• **CONSIGNE 1**
Citez l'éditorial sur le vote de confiance au gouvernement Valls, en commençant par « Lors du vote du » et en terminant par « et 17 écologistes. ».

• **EXTRAIT CITÉ**
==================================================
Edito : Pour infliger une défaite au gouvernement Valls 2 et le chasser, pour mettre en échec le chantage à la dissolution et au retour UMP- d’une majorité UMP-Front National :
Mettre fin au dialogue social et imposer, par la mobilisation, une alternative politique
Le 16 septembre, trois semaines après la formation de son second gouvernement, Manuel Valls a demandé un vote de confiance au Parlement. Bien que cela ne soit pas une exigence constitutionnelle, Valls a jugé indispensable un tel vote pour pouvoir mener sa politique.
Et, ce jour là, Valls obtint donc l’appui demandé. Encore faut-il préciser. Depuis le printemps 2012, le gouvernement s’appuyait sur la majorité absolue que détenait à lui seul le Parti socialiste. Il avait aussi l’appui du PRG et des Verts et, à l’occasion, il pouvait compter sur le vote favorable du PCF comme ce fut le cas lors du vote de la loi réactionnaire contre l’école présentée par Peillon.
Lors du vote du 16 septembre, une fois encore, une majorité a certes voté la confiance ; 513 suffrages ont été exprimés, 269 députés votant pour, et 244 votant contre. Mais cette majorité de 12 députés n’existe que parce que l’on ne compte pas les abstentions. Or, 53 députés se sont abstenus, dont 31 députés du Parti socialiste et 17 écologistes.
La réalité, c’est donc que le gouvernement est minoritaire à l’Assemblée, alors qu’il est déjà ultra minoritaire dans le pays, et qu’une crise se développe au sein du PS.
Certes, dira-t-on, ces députés qualifiés de « frondeurs » ne sont qu’une minorité et n’ont même pas eu l’audace de voter contre. Mais il faut préciser que la soumission des députés du PS n’a été
obtenue, pour nombre d’entre eux, que sous la menace d’une dissolution de l’Assemblée par le Président. Le recours à cette menace ne renforce pas le gouvernement. Il nourrit la crise du PS et pose plus que jamais la question de la Constitution et des pouvoirs accordés au Président. Comprendre comment on en est arrivé à cette situation implique de revenir rapidement sur quelques récents développements.
==================================================
• **JEU DE DONNÉES**

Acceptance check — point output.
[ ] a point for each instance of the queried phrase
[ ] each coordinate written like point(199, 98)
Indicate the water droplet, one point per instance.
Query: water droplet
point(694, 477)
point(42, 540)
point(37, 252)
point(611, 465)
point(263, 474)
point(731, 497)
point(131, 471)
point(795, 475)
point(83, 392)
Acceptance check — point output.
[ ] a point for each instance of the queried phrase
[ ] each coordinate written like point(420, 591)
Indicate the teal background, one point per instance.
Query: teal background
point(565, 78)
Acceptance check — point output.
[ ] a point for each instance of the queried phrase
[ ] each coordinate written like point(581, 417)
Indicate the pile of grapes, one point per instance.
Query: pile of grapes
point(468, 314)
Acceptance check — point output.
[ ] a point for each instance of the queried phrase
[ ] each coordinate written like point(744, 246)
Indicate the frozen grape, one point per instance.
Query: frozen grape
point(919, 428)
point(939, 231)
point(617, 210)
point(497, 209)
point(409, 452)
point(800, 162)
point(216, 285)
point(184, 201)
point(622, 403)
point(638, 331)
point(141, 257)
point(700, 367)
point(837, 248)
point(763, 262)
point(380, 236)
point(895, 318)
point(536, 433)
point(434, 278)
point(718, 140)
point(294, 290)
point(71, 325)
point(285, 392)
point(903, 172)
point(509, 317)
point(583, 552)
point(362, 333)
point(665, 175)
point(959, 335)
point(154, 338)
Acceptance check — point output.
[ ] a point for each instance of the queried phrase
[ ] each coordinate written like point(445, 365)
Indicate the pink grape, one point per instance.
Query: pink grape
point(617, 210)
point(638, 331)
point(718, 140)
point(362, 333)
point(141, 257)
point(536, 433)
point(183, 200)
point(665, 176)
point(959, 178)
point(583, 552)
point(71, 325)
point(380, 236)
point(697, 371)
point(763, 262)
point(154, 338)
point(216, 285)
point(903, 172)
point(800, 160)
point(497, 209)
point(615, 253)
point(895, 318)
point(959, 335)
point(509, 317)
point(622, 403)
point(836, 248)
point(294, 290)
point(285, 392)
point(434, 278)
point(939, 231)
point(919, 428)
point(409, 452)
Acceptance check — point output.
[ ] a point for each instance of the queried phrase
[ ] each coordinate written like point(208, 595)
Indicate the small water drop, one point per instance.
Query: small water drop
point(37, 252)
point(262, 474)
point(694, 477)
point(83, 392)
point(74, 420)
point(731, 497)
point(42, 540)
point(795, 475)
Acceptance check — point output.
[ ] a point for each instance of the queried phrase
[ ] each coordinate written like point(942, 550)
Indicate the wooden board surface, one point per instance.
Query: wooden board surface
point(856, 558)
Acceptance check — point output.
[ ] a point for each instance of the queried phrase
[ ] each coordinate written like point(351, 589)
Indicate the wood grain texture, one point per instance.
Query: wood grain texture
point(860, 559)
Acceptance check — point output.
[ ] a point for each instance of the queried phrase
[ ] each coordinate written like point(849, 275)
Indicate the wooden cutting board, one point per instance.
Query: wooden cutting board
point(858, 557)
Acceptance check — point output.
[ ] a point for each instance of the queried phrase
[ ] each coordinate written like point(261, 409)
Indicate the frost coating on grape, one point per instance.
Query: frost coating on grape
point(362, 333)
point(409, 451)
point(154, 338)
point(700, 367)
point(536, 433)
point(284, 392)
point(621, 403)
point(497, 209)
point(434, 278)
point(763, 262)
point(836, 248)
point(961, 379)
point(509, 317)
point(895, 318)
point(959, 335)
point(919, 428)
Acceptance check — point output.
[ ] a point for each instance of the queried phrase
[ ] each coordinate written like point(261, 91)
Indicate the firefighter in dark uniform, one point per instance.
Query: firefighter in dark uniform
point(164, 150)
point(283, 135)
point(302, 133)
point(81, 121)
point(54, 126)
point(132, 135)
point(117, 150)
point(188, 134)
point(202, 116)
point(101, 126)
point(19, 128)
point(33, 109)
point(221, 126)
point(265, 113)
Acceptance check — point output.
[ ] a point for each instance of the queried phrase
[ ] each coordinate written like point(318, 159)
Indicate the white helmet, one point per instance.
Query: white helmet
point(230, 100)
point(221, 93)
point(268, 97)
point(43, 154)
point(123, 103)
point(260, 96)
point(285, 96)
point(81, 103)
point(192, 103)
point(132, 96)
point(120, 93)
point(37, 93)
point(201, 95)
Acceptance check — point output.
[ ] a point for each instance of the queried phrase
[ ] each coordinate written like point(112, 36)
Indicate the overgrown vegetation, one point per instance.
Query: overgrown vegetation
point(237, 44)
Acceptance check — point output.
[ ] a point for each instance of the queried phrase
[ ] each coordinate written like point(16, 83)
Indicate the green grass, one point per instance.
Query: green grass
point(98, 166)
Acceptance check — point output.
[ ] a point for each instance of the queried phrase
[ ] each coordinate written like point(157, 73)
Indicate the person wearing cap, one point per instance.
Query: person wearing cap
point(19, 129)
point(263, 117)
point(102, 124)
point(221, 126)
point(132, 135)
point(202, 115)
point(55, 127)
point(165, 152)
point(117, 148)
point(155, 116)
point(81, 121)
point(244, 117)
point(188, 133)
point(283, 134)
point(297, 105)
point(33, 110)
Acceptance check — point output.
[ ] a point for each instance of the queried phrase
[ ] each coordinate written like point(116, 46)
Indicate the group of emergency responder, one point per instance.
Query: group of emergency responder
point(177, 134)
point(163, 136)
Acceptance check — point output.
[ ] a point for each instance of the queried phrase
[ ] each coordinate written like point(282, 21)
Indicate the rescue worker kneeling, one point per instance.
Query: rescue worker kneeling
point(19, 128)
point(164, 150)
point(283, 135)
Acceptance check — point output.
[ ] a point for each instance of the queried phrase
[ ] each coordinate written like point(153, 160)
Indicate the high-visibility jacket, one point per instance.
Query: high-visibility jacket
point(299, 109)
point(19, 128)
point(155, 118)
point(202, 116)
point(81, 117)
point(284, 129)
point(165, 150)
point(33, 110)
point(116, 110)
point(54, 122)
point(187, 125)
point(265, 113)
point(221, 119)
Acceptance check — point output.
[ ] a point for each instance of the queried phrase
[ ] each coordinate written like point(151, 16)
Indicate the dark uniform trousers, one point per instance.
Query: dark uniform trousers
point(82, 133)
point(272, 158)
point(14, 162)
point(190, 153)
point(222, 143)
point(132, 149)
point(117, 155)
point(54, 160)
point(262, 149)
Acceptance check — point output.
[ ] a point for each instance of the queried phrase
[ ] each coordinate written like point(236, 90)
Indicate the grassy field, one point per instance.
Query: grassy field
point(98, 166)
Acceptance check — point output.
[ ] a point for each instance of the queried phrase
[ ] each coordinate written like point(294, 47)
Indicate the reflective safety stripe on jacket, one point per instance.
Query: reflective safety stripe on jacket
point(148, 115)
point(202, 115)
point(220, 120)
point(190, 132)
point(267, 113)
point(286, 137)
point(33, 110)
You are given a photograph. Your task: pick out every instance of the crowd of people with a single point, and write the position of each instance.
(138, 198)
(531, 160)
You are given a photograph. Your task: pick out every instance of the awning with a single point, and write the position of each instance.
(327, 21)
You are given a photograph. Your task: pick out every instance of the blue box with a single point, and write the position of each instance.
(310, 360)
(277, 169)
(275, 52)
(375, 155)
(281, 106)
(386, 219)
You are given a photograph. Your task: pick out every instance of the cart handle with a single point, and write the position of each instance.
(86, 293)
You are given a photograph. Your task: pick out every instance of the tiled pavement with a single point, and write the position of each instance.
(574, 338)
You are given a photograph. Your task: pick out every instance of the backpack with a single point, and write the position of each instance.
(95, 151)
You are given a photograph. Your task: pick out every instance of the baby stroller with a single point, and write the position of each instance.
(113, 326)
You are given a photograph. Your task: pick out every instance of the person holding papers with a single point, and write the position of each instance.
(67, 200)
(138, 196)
==================================================
• **CONSIGNE 2**
Repérez, parmi les lignes ci-dessus, toutes celles qui contiennent le mot « kneeling », puis recopiez-les.

• **RÉPONSE FINALE 1**
Lors du vote du 16 septembre, une fois encore, une majorité a certes voté la confiance ; 513 suffrages ont été exprimés, 269 députés votant pour, et 244 votant contre. Mais cette majorité de 12 députés n’existe que parce que l’on ne compte pas les abstentions. Or, 53 députés se sont abstenus, dont 31 députés du Parti socialiste et 17 écologistes.

• **RÉPONSE FINALE 2**
Indicate the rescue worker kneeling, one point per instance.
Query: rescue worker kneeling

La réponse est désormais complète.